[Region pointing data]
----------

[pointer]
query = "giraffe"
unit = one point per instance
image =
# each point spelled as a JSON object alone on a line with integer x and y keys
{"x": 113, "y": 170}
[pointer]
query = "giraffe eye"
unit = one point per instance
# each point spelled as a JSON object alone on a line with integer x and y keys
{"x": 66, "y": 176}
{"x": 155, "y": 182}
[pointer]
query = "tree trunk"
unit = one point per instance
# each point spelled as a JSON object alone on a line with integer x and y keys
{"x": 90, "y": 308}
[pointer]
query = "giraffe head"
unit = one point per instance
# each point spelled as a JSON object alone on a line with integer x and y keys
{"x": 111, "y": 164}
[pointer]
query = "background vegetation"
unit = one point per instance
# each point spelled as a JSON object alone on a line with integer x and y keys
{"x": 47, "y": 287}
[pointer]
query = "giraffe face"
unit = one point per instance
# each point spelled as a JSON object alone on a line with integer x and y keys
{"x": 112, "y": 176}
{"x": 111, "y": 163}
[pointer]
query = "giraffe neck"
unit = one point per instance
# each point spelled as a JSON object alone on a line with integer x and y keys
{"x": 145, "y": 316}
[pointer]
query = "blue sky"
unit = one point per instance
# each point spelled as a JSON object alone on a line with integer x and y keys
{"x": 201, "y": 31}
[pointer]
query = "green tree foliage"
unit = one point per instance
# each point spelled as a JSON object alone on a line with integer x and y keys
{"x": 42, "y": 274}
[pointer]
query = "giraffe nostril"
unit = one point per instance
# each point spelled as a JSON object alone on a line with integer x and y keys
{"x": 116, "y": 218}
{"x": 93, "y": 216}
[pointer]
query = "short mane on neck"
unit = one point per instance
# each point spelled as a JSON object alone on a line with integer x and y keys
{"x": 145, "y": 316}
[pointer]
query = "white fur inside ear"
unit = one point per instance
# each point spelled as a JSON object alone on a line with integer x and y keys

----------

▶ PROMPT
Write down every entry exactly.

▶ TASK SOLUTION
[pointer]
query = "giraffe"
unit = one point per instance
image =
# each point spelled as a JSON object alone on a line with integer x and y keys
{"x": 113, "y": 170}
[pointer]
query = "giraffe eye"
unit = one point per instance
# each point spelled as a JSON object alone on a line with integer x and y keys
{"x": 66, "y": 176}
{"x": 155, "y": 182}
[pointer]
query = "tree trunk"
unit = one point per instance
# each point spelled as a JSON object alone on a line with integer x and y keys
{"x": 90, "y": 308}
[pointer]
query = "giraffe head"
unit = one point per instance
# each point spelled as a JSON object alone on a line with integer x and y keys
{"x": 111, "y": 164}
[pointer]
query = "background vegetation"
unit = one point per instance
# each point spelled as a JSON object alone on a line with integer x and y keys
{"x": 47, "y": 287}
[pointer]
query = "giraffe face"
unit = one point per instance
# each point spelled as a JSON object alone on a line with integer x and y keys
{"x": 112, "y": 176}
{"x": 111, "y": 163}
[pointer]
query = "giraffe neck"
unit = one point per instance
# each point spelled as a JSON object alone on a line with integer x and y keys
{"x": 145, "y": 316}
[pointer]
query = "blue sky"
unit = one point per instance
# each point spelled as a JSON object alone on a line with integer x and y keys
{"x": 201, "y": 31}
[pointer]
query = "green tree foliage"
unit = one point per instance
# each point spelled as a JSON object alone on a line with integer x and y keys
{"x": 42, "y": 274}
[pointer]
query = "giraffe nostril"
unit = one point per instance
# each point spelled as a JSON object alone on a line with integer x and y keys
{"x": 116, "y": 218}
{"x": 93, "y": 216}
[pointer]
query = "short mane on neck"
unit = one point per instance
# each point spelled as a JSON object alone on a line with integer x and y keys
{"x": 145, "y": 316}
[pointer]
query = "white fur inside ear"
unit = one point per instance
# each point spelled as a JSON object alone on a line with integer x and y keys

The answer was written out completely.